-------- TEXT EXCERPT --------
Streaming responses reduce perceived latency by providing immediate feedback, preventing timeouts, and improving the user experience. For example, a user sends a query to a chatbot (e.g., customer support or virtual assistant). The GenAI model begins generating a response token-by-token. The response is streamed back to the user in chunks as tokens are generated, ensuring minimal latency. The user sees the response being typed out in real time, improving the conversational experience.

Usage#

  • Streaming steps must be preceded by a non-streaming step (that usually generate a single result per event).

  • Streaming steps can be followed by a non-streaming step or a collector step that waits for all chunks originating from an event, and merges them together and sends the result as a non-chunked event (this is a special case of the Batch step).

  • Graphs that split and merge: Any branch can contain a streaming step, but the branch must collect the chunks before merging. The Collector step waits for all the chunks to arrive prior to passing the event downstream, such that the results are not actually streamed. It's possible that the same event results in two responses unless the user explicitly handles this in the graph post-merge.

  • A ModelRunnerStep can contain a model provider that generates streaming results. In this case the ModelRunnerStep is considered a streaming step.
--------
ASSIGNMENT →
Carry on the text on streaming steps past its last bullet point.
-------- DATA --------
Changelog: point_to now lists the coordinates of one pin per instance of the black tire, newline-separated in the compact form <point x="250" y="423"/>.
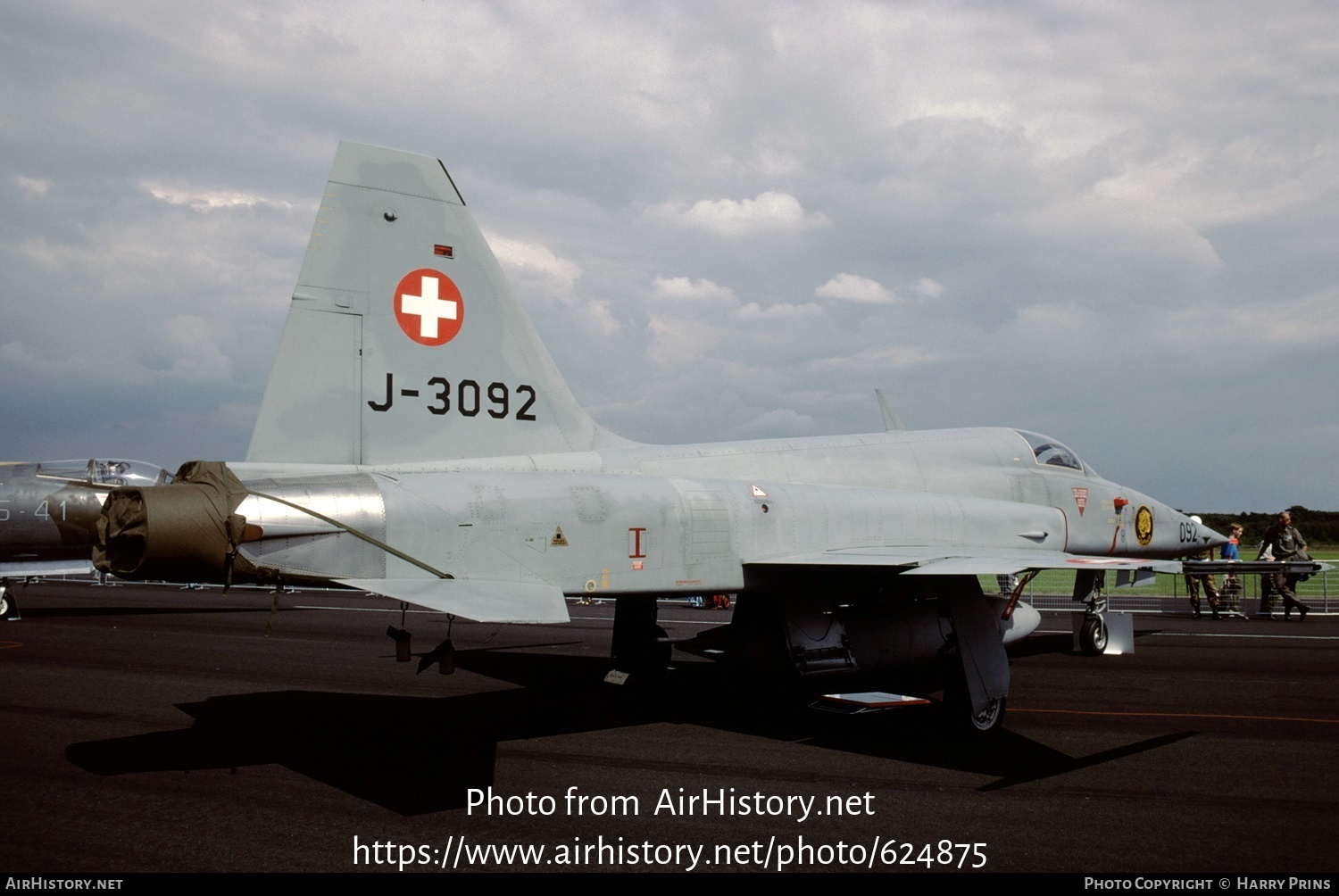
--------
WRITTEN REPLY →
  • A ModelRunnerStep cannot be followed by another streaming step, unless there is a collector step between them.

  • A ModelRunnerStep with multiple streaming model providers is supported as long as the selector only selects a single model to invoke. You cannot merge the results from multiple streaming model providers.

  • In general, a streaming model provider cannot be used in parallel with any other model provider (either streaming or not-streaming). It needs to be the only model being invoked.

SDK#

  • set_streaming()}: Enables/disables streaming mode for the serving function. Enabled by default.

  • Collector step: Collects streaming chunks and emits a single event once all chunks for a stream are received.

Examples#

# Create a serving function with streaming enabled
serving_fn = mlrun.code_to_function(kind="serving")
serving_fn.set_topology("flow", engine="async")
serving_fn.set_streaming(enabled=True)